• **Required task 1**
List every feature that the guide to buying a condo in Thailand compares between freehold and leasehold in its table.
• **Required task 2**
Resume the guide to buying a condo in Thailand, picking up after its final sentence.

• **Reading text**
--------

Buying a condo in Thailand as a foreigner is one of the few legal ways to own property here. But the process is full of landmines that agents won't warn you about — because they're paid by the seller.
This is the checklist I wish someone had given me before I started looking. It covers everything from the 49% foreign quota to the exact documents you need at the Land Department.
1. Understand What You Can (and Can't) Own
The 49% Foreign Quota
Under the Condominium Act B.E. 2522, foreigners can own up to 49% of the total sellable area (measured in square meters) of any registered condominium. The remaining 51% must be Thai-owned.
What this means in practice:
- Popular buildings in Sukhumvit, Silom, and Sathorn regularly hit the 49% cap
- Once full, you can only buy from another foreigner (foreign-to-foreign transfer — doesn't change the ratio)
- If the quota is full and you still want in, your only option is leasehold (max 30 years)
How to check: Ask the building's juristic person (management office) for the current foreign ownership ratio. You can also verify at the Land Department office.
Freehold vs. Leasehold
| Freehold | Leasehold | |
|---|---|---|
| Ownership | Full, in your name | Right to use for a fixed term |
| Max term | Perpetual | 30 years (by law) |
| Renewable? | N/A | Not legally guaranteed |
| Inheritable | Yes | Usually terminates on death |
| Resale premium | 10-20% higher | Depreciates as term shortens |
| Counts toward 49%? | Yes | No |
The "90-year lease" trap: Many developers sell "30+30+30 year leases." This is a contractual promise, not a legal guarantee. Thai courts have ruled that lease renewals beyond the initial registered 30-year term are unenforceable against third parties. Don't pay freehold prices for a leasehold.

--------

• **Coordinate labeling data**

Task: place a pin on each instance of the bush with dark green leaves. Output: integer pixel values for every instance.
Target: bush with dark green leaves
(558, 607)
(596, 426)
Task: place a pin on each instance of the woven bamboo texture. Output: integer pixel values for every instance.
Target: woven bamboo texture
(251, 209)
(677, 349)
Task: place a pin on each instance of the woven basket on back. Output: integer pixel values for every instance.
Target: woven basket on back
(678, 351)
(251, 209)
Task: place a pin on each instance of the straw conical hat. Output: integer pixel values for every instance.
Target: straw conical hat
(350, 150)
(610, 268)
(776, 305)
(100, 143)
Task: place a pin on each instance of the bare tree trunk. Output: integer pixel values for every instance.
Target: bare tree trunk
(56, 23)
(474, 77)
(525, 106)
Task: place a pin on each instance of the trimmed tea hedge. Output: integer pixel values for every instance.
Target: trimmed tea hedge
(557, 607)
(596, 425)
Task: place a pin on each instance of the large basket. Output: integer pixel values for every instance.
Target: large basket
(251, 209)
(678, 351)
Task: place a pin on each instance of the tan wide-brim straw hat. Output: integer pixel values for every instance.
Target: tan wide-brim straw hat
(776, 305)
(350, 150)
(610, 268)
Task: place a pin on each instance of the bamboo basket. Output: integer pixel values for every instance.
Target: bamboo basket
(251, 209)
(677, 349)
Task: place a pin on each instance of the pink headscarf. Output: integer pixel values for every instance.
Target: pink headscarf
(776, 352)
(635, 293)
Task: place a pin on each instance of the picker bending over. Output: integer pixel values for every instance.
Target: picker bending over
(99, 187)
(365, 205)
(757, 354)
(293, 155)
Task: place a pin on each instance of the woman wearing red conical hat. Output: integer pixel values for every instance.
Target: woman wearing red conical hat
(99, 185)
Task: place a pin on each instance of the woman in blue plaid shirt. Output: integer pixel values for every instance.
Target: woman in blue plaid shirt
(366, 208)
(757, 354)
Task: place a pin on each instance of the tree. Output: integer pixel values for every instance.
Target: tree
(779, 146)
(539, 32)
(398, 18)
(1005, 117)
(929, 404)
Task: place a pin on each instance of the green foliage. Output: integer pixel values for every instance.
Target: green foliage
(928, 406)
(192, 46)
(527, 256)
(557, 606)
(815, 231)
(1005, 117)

--------

• **Output 1**
- Ownership
- Max term
- Renewable?
- Inheritable
- Resale premium
- Counts toward 49%?

• **Output 2**
2. Qualify for Foreign Freehold Ownership
You qualify if you meet one of these conditions:
- Foreign currency remittance (most common) — wire the full purchase amount from abroad in foreign currency to a Thai bank. The bank issues a Foreign Exchange Transaction Form (FETF).
- Thai permanent residency
- BOI investment promotion
The FETF is Non-Negotiable
The FETF (formerly Thor Tor 3 / TT3) is the single most important document in the entire process. Without it, the Land Department will not register your freehold ownership.
How it works:
- Wire at least the purchase price equivalent in your home currency (GBP, USD, EUR, etc.) from an overseas bank account to your Thai bank account
- The Thai bank converts to THB and issues the FETF
- The FETF must state the purpose as "purchase of condominium"
- Funds transferred within Thailand (e.g., from a Thai salary account) do NOT qualify
Example: Buying a 6M THB condo? You must wire at least 6M THB equivalent from your overseas account.
Why this matters later: When you sell, you need the original FETF to repatriate your sale proceeds out of Thailand. Lose it, and getting your money out becomes extremely difficult.
3. Check These Documents Before Signing Anything
A. Chanote Title Deed (Nor Sor 4 Jor)
The Chanote is the gold-standard land title in Thailand. Verify:
- The condo is built on land with a Chanote (not Nor Sor 3 or Nor Sor 3 Gor)
- The title is free of encumbrances — no mortgages, liens, or disputes
- The name matches the seller or developer
- Request a title search at the Land Department (~200 THB)
B. Condominium Registration Certificate
This confirms the building is legally registered as a condominium under the Condominium Act. Without it, foreign freehold ownership is impossible — it's just an apartment building.
C. Environmental Impact Assessment (EIA)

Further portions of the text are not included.